▶ _작성 지시_:
"Practice step: set one point on each instance of the velvet"이 들어 있는 행에서 시작하여 마지막 행에서 끝나는 부분만 다시 쓰십시오. 이때 "velvet"를 "silk"로 바꾸고 나머지는 그대로 두십시오.

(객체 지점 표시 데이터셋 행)
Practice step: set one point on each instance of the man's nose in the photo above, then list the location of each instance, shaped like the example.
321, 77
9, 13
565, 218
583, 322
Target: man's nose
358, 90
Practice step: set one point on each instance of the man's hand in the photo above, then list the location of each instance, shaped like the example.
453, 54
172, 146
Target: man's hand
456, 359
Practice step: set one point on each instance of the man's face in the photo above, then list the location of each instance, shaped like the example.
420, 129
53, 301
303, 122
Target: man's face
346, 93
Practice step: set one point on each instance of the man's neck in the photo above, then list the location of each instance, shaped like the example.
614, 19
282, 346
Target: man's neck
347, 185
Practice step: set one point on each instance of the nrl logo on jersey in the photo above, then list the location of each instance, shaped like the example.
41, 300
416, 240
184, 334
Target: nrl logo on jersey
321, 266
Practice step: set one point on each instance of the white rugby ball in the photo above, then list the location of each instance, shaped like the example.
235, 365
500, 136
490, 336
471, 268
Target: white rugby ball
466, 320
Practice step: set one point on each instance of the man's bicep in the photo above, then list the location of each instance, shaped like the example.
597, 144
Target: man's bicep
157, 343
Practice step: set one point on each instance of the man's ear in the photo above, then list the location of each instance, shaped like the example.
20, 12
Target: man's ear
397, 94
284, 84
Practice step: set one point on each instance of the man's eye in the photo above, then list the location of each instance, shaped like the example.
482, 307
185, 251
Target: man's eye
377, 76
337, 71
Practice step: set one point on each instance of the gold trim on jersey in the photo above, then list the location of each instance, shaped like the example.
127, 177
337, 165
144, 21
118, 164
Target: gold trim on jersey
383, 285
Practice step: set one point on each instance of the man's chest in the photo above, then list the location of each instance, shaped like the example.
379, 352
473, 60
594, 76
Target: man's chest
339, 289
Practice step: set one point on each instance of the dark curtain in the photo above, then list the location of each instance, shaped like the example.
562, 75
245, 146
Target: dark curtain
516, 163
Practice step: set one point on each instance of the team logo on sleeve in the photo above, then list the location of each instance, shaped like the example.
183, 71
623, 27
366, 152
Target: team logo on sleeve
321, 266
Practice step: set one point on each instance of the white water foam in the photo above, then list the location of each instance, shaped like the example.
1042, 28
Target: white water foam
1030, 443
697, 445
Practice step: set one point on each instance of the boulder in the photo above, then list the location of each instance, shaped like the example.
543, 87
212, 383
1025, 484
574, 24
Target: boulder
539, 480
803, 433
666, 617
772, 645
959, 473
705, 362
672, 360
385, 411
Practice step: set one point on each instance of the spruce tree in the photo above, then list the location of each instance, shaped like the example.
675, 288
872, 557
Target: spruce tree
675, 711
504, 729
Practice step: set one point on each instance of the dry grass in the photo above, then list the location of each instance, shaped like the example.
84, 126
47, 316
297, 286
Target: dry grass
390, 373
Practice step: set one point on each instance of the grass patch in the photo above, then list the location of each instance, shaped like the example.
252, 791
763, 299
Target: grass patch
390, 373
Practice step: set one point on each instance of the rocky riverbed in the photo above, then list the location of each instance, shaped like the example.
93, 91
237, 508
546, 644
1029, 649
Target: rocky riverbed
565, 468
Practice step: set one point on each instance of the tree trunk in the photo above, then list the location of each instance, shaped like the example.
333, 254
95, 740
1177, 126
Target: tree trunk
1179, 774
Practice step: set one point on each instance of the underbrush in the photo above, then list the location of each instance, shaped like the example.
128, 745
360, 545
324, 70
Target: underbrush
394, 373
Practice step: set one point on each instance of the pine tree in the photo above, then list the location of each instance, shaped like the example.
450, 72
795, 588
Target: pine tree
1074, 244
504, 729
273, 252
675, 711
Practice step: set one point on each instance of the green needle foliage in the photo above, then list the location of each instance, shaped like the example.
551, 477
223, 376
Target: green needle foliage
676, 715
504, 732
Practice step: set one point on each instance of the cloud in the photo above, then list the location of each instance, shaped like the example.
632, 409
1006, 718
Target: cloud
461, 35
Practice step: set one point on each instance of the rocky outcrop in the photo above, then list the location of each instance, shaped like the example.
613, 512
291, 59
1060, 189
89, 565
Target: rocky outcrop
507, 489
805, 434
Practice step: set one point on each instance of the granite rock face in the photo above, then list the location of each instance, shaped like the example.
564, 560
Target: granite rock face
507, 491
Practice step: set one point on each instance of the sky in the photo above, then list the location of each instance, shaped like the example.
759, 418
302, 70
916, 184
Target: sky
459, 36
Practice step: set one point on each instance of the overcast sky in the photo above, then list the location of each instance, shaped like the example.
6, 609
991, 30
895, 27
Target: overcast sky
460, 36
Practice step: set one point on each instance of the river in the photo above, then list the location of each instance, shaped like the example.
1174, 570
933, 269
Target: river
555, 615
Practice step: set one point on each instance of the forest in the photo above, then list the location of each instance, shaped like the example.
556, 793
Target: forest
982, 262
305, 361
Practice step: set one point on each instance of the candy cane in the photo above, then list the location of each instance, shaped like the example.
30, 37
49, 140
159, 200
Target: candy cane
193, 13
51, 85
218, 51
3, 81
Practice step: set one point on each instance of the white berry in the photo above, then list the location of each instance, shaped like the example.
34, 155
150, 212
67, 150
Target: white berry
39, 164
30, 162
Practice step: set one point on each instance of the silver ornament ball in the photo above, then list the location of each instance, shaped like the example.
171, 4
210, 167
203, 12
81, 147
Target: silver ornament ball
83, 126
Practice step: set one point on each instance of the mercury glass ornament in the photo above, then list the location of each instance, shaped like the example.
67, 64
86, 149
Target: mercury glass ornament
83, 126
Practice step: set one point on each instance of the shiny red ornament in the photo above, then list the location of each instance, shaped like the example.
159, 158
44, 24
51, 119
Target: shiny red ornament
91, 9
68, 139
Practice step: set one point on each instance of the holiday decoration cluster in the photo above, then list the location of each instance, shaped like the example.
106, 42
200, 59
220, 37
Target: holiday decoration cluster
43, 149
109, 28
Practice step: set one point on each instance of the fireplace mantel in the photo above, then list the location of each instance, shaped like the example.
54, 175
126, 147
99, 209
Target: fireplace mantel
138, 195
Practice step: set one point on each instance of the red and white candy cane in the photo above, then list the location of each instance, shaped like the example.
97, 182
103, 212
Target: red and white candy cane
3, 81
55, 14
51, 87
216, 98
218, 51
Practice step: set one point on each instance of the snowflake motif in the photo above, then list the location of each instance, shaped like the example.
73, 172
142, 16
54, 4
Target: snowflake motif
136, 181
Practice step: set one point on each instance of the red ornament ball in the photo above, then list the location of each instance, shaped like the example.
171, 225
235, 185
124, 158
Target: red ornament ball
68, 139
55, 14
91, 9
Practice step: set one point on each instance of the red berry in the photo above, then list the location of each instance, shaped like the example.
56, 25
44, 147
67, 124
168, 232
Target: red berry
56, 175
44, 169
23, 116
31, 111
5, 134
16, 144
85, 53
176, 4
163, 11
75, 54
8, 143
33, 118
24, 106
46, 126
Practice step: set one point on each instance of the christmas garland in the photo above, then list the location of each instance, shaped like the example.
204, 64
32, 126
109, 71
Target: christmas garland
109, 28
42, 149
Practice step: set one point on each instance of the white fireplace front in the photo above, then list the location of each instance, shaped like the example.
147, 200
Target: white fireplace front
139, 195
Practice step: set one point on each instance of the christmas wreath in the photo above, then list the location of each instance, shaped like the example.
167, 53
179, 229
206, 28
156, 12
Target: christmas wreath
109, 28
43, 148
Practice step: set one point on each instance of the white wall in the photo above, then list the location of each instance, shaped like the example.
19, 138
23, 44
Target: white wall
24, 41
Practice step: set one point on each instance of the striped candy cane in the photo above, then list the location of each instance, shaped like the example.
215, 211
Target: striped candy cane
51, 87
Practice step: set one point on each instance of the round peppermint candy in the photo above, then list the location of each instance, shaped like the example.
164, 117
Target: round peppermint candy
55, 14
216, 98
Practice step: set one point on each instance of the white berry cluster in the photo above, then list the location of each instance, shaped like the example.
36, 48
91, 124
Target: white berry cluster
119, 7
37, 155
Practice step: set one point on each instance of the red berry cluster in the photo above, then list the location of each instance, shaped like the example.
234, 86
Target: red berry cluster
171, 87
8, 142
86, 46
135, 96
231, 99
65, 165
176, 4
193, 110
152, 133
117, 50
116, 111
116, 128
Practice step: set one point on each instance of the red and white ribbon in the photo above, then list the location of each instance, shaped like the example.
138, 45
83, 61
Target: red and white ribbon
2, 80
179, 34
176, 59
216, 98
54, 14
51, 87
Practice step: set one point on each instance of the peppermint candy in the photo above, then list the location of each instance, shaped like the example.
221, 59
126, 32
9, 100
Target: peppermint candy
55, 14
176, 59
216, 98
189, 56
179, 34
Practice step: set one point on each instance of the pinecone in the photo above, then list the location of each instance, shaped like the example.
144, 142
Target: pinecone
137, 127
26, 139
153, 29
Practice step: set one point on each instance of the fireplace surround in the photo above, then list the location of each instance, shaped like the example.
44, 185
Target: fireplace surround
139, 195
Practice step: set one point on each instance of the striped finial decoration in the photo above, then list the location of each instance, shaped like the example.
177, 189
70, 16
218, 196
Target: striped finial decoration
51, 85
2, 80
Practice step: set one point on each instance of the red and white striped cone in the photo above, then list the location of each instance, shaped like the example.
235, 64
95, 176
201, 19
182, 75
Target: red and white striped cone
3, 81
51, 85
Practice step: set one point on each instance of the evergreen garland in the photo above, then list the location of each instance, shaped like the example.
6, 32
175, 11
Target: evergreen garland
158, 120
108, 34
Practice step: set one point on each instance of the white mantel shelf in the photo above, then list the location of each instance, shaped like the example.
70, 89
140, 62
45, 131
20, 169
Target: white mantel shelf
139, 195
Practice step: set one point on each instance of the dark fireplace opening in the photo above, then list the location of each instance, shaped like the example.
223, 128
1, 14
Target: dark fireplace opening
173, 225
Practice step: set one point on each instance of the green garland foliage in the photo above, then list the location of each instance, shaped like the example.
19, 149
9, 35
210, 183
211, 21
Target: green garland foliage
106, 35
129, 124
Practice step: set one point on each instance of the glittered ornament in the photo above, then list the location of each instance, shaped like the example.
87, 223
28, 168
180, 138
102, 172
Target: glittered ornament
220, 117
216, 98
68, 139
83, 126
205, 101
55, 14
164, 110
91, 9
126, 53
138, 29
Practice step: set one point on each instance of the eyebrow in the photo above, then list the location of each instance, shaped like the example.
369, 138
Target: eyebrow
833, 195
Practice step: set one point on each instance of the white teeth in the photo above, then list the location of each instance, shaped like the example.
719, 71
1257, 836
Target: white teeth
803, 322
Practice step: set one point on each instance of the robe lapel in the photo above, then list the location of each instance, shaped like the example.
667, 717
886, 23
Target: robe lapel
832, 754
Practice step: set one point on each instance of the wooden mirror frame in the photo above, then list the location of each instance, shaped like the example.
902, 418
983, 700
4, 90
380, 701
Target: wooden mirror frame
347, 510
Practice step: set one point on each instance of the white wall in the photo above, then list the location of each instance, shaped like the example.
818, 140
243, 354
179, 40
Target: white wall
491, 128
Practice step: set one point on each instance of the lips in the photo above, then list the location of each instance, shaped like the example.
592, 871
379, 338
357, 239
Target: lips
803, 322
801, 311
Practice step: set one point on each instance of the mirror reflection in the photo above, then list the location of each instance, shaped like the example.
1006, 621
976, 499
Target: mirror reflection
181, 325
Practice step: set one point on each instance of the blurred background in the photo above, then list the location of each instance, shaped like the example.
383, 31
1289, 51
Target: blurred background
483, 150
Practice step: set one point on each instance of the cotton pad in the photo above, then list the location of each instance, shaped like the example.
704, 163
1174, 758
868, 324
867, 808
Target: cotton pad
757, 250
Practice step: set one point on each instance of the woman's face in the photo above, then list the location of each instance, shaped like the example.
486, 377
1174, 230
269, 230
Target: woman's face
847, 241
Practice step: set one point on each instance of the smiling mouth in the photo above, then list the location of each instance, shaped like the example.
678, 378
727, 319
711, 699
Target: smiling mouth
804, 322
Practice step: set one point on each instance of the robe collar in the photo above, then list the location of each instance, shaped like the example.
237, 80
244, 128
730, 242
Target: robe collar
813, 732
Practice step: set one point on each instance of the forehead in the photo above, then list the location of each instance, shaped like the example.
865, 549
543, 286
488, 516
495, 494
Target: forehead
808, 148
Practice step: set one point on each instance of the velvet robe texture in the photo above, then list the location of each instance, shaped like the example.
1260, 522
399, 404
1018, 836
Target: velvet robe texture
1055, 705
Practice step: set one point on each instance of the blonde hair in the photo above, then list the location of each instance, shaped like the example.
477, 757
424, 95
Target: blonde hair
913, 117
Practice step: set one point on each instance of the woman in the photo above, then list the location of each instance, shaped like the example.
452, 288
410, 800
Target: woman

▶ _완성된 과제_:
Practice step: set one point on each instance of the silk robe texture in the photo above, then list the location of each instance, shaped like the example.
1260, 522
399, 404
1018, 836
Target: silk robe texture
1055, 705
Practice step: set one point on each instance of the blonde hair in the photo above, then list the location of each instance, shaped like the example.
477, 757
424, 95
Target: blonde hair
913, 117
Practice step: set one point on each instance of the woman in the photo above, then list the location of each instance, shaped like the example.
452, 288
410, 800
Target: woman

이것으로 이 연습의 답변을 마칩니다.